Given request:
Locate every line in the data below that contains the string "patterned", and copy each of those lines. Uppercase and lowercase letters count as different.
-- START --
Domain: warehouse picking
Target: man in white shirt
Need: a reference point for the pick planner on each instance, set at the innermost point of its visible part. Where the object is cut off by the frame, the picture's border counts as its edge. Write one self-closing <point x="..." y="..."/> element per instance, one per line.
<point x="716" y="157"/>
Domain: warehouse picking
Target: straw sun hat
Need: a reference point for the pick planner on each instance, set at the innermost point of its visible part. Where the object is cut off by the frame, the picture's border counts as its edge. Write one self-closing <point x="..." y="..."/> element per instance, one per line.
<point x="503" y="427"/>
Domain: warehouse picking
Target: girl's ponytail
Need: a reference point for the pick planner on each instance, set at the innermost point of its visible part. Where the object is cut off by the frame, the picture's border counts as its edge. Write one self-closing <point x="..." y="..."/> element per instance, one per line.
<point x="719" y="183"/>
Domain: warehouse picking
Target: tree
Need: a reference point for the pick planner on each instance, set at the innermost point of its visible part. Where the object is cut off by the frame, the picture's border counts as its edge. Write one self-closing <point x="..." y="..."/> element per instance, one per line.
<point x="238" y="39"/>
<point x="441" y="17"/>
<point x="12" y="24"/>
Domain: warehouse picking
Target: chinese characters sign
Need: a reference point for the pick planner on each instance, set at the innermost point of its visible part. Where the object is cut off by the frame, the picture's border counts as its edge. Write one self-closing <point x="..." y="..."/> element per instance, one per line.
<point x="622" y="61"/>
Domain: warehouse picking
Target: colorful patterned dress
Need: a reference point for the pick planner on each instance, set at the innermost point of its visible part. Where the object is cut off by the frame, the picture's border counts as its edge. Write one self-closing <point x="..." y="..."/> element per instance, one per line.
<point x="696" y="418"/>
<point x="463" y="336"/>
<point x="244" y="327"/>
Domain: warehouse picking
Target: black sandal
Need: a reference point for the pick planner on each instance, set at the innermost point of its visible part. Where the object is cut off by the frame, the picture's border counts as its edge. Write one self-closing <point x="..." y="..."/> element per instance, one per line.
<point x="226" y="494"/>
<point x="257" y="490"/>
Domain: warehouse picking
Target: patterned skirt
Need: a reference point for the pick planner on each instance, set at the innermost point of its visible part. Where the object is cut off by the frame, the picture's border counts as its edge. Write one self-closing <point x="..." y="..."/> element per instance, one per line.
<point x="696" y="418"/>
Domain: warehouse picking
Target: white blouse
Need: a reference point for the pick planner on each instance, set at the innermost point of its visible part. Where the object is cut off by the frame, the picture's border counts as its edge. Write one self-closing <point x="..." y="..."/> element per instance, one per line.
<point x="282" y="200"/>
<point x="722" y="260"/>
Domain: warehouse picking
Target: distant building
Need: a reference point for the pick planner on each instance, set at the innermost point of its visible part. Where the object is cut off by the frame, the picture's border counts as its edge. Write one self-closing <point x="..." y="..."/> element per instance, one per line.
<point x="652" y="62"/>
-- END --
-- START --
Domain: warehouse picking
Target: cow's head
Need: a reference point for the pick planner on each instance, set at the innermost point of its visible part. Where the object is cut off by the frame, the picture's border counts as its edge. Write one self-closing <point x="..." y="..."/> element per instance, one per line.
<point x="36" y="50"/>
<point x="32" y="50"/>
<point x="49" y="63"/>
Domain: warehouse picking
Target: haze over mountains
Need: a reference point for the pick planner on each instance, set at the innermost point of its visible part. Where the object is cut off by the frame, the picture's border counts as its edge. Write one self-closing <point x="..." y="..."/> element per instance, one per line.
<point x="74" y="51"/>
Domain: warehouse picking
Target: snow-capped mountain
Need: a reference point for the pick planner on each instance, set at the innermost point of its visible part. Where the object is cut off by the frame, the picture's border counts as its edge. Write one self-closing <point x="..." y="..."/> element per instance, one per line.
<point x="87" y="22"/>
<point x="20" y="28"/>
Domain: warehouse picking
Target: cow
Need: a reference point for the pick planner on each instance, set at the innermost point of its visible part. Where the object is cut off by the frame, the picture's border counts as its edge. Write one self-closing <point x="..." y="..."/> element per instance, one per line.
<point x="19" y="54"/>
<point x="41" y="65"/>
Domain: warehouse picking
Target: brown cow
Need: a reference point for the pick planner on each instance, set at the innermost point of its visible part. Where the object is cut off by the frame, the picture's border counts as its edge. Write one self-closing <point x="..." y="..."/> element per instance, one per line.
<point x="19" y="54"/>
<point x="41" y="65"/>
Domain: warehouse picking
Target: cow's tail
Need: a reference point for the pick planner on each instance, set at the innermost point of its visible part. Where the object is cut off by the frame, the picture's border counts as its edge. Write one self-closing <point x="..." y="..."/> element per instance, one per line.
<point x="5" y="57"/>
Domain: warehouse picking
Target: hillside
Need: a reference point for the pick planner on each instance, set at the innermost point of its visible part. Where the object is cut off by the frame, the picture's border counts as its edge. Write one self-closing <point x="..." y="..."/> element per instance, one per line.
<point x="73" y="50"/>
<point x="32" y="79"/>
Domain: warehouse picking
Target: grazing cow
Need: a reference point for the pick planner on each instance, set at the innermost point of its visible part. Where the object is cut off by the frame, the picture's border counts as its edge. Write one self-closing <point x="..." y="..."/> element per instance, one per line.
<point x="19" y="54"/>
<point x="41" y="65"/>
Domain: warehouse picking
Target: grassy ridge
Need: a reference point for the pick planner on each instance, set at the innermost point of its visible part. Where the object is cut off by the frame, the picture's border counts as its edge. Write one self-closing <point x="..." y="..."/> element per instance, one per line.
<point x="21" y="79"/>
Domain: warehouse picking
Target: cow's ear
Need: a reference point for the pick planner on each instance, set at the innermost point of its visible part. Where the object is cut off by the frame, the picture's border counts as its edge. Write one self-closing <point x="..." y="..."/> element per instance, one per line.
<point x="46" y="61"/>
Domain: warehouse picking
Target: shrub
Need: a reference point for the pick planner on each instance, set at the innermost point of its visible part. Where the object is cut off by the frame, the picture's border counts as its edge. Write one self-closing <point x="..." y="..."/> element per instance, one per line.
-- END --
Finished exercise:
Target: colorful patterned dress
Target: patterned skirt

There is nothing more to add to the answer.